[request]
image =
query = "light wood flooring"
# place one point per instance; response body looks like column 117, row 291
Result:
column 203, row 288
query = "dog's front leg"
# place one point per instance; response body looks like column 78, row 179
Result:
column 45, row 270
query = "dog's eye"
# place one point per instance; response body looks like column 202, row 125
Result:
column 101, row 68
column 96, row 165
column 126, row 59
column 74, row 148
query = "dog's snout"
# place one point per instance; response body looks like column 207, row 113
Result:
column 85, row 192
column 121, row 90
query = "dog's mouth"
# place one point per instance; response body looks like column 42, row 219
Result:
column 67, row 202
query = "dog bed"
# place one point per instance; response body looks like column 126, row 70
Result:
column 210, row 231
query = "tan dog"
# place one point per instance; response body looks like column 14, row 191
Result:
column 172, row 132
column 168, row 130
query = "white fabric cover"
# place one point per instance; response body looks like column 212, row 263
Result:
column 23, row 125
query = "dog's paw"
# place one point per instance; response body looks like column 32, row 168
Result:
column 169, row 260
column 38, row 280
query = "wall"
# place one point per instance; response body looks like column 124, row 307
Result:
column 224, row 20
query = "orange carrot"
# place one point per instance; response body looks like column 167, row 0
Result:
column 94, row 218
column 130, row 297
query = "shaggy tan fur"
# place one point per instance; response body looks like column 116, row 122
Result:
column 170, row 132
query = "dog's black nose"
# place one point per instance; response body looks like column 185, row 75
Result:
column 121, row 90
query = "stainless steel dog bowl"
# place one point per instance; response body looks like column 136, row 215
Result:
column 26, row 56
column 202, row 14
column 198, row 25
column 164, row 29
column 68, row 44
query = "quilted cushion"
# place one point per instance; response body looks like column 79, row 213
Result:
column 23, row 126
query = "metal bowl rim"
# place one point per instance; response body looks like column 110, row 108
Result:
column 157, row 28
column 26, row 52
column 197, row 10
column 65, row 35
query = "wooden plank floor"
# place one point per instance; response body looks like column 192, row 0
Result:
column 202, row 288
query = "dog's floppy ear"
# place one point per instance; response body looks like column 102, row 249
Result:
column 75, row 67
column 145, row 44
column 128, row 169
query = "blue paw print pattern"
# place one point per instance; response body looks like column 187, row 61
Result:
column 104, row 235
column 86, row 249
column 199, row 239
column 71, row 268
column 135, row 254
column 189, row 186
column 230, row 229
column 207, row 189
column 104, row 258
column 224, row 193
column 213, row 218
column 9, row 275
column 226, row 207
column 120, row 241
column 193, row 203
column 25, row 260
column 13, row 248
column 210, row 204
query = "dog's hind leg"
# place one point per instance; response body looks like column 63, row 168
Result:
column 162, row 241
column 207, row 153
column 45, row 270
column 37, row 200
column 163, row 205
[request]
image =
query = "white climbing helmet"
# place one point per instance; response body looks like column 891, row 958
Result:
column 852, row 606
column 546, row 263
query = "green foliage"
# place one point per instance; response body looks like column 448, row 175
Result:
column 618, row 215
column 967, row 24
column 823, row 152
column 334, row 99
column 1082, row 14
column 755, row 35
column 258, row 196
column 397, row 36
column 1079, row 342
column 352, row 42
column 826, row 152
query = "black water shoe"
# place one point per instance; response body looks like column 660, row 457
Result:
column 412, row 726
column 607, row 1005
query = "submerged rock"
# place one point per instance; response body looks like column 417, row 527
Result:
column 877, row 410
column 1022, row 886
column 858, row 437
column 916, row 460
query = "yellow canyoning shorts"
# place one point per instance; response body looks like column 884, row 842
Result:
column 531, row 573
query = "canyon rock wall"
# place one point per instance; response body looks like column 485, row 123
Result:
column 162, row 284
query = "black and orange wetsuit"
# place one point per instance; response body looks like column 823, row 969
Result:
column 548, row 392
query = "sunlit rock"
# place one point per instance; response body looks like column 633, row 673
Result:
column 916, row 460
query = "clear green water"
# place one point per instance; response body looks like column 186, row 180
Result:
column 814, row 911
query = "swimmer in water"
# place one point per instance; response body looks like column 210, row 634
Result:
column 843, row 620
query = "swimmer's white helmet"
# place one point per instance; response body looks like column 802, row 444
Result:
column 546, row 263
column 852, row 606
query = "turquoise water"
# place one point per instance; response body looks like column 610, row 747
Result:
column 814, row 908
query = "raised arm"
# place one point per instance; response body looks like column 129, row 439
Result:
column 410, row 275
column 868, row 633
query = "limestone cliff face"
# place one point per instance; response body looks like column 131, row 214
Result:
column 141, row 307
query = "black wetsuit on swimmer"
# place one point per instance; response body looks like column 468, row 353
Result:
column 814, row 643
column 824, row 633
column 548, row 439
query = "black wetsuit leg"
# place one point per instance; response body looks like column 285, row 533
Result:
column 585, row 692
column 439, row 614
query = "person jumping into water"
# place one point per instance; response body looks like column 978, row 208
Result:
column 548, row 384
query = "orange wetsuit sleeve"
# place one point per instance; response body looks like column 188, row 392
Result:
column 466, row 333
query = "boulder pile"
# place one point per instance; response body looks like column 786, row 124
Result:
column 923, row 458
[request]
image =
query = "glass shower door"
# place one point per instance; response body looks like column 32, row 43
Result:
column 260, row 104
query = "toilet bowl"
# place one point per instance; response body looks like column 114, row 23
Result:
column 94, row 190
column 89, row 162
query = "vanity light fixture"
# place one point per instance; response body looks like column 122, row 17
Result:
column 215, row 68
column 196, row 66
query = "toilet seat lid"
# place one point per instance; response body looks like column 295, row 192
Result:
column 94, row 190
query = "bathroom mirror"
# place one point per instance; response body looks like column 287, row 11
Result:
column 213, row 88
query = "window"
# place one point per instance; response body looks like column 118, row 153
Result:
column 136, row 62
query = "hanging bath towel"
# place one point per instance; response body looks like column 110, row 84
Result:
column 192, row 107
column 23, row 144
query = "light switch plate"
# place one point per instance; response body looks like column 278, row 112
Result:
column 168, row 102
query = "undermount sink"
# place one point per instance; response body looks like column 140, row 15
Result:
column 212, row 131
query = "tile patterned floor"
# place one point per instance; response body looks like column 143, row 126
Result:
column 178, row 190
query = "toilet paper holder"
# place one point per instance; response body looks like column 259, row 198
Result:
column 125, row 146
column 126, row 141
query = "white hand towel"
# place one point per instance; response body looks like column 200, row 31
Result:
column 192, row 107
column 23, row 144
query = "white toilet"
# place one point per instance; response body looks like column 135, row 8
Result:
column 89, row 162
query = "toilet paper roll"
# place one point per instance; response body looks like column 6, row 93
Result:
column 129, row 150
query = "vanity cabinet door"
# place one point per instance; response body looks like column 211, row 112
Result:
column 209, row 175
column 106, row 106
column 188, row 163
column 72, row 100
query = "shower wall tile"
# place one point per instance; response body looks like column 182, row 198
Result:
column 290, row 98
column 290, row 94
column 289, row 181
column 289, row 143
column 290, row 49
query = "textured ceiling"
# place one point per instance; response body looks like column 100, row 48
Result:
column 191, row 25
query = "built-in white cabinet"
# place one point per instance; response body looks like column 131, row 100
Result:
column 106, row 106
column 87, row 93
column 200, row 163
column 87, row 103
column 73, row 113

------------------------------------------------

■ **ACTIVITY**
Show the lines above that include "cabinet".

■ **REPLY**
query = "vanity cabinet door"
query = "built-in white cabinet"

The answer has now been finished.